→ Consigne:
Renvoyez à l'identique, s'il vous plaît, le passage des enregistrements qui va de la ligne contenant « Query: colorful daisy flower graphic » jusqu'à la fin des enregistrements, ces deux bornes comprises.

→ Lignes tirées d'un jeu de données:
■ ■ ■ ■ ■

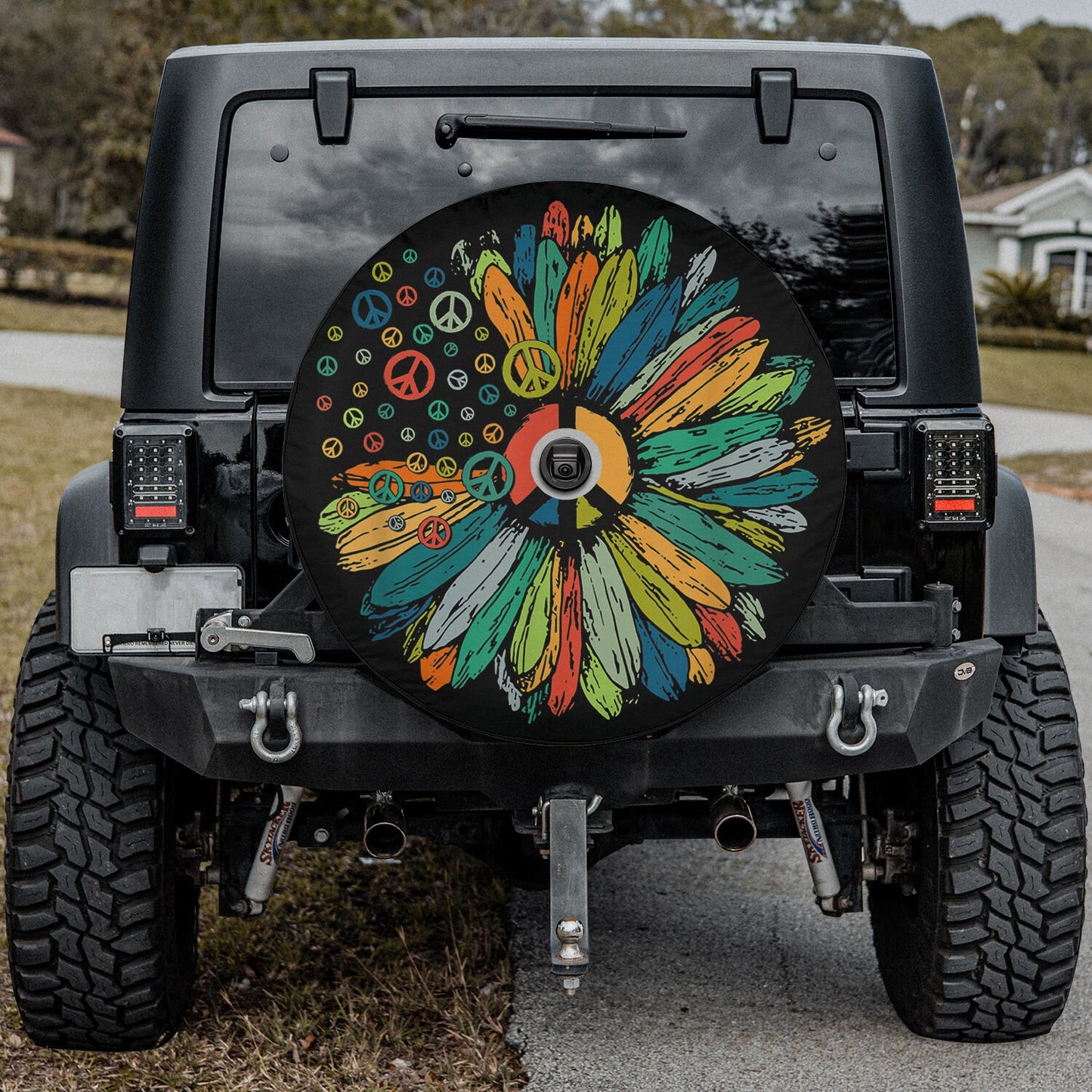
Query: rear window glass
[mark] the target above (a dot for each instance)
(294, 232)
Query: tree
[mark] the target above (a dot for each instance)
(49, 88)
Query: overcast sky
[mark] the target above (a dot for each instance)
(1013, 14)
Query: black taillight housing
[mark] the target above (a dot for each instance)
(152, 478)
(956, 473)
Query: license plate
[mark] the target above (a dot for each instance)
(125, 608)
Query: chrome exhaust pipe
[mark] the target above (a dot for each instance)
(733, 824)
(385, 834)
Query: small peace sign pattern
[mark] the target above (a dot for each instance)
(461, 346)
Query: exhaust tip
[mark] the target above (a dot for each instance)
(734, 827)
(383, 834)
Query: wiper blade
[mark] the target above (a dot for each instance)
(451, 128)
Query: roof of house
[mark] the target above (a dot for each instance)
(8, 139)
(991, 200)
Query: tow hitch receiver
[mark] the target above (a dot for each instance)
(566, 821)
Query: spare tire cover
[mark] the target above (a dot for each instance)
(472, 357)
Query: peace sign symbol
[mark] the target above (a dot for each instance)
(531, 370)
(434, 532)
(488, 475)
(450, 311)
(372, 309)
(410, 375)
(348, 508)
(385, 486)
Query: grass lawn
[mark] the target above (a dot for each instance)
(382, 977)
(24, 312)
(1065, 473)
(1045, 379)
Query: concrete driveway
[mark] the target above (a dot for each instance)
(84, 363)
(716, 972)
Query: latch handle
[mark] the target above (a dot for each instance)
(333, 90)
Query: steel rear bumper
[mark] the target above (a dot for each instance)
(358, 736)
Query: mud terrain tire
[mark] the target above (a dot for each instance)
(102, 928)
(986, 948)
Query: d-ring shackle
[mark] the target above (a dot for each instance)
(869, 699)
(260, 707)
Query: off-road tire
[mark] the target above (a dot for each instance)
(102, 928)
(986, 948)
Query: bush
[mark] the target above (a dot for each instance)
(1020, 299)
(48, 264)
(1027, 338)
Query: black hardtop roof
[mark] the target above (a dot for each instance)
(169, 344)
(537, 45)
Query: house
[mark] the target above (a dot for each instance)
(10, 144)
(1041, 226)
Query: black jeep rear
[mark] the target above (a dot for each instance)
(542, 447)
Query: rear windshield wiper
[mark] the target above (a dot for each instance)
(454, 127)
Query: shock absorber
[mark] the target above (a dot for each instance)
(816, 848)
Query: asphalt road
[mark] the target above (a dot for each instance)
(716, 972)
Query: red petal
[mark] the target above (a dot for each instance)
(721, 631)
(556, 224)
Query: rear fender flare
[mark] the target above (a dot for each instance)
(1010, 596)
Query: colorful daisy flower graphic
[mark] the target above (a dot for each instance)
(626, 354)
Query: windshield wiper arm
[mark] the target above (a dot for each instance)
(451, 128)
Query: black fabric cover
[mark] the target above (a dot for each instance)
(571, 311)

■ ■ ■ ■ ■

→ Résultat final:
Query: colorful daisy flower graphic
[mark] the target above (a dot for each instance)
(626, 354)
Query: windshield wiper arm
[mark] the target above (a dot for each instance)
(451, 128)
Query: black fabric cover
[mark] the target above (a dot for each instance)
(571, 311)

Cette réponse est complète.